Written problem:
Rewrite the post on SSH access to VM-like containers, starting at "Software Developer @" and ending at "be very risky.", and substitute "unverified" for "untrusted".

SSH Access to VM-like Containers

Paweł Kozubal

Paweł Kozubal

Software Developer @ Husarnet

Docker Containers provide some level of isolation, but unfortunately, not enough if you want to give full access to someone who you do not trust.

🔐 In this blog post we will show you a much safer alternative: Kata Containers that provide VM-like isolation for your container, while keeping the simplicity of Docker ecosystem.

💡 As an example use-case we will configure a VPN client and SSH server inside Kata Container, that can be securely exposed to untrusted users of your service. Doing the same with pure Docker would be very risky.

Thanks to Husarnet P2P VPN used in this example you can provide a secure and quick access to isolated containers in an easy way.

Kata vs runc#

Kata Containers vs Docker

Docker is a very extensible tool. One of it's building blocks is called "runtime". Runtime is responsible for actually running the containers. The default runtime is called runC and it uses Linux namespaces and cgroups in order to isolate the container from the rest of the system. This is a relatively thin layer of separation implemented in the Linux kernel that tries to maximize the performance, minimize the startup times while providing as much security as possible. This is fine for most of the cases but it shouldn't be considered secure when running untrusted apps. An alternative designed for such cases is for example Kata Containers presented in this article. The main difference here is that each of the containers is being run in a separate virtual machine (so called MicroVM). The main benefit of this is a much greater separation between your container and the host - thus increased security. What's more - Kata Containers is designed to be a drop-in replacement for runc so using it is super easy - which we will show in this blog post.

Available data:
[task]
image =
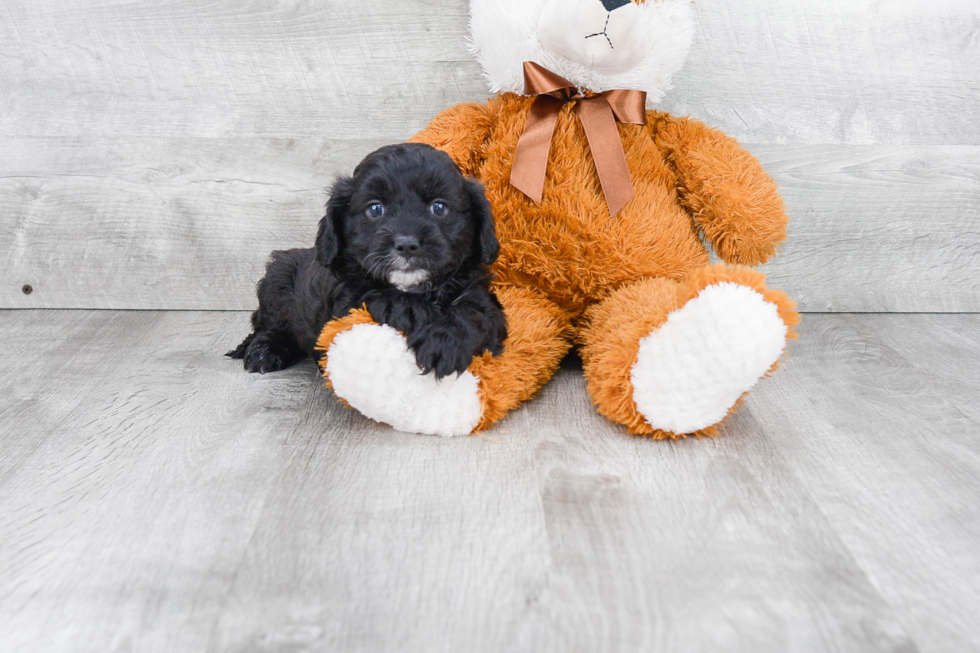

Exercise response:
Software Developer @ Husarnet

Docker Containers provide some level of isolation, but unfortunately, not enough if you want to give full access to someone who you do not trust.

🔐 In this blog post we will show you a much safer alternative: Kata Containers that provide VM-like isolation for your container, while keeping the simplicity of Docker ecosystem.

💡 As an example use-case we will configure a VPN client and SSH server inside Kata Container, that can be securely exposed to unverified users of your service. Doing the same with pure Docker would be very risky.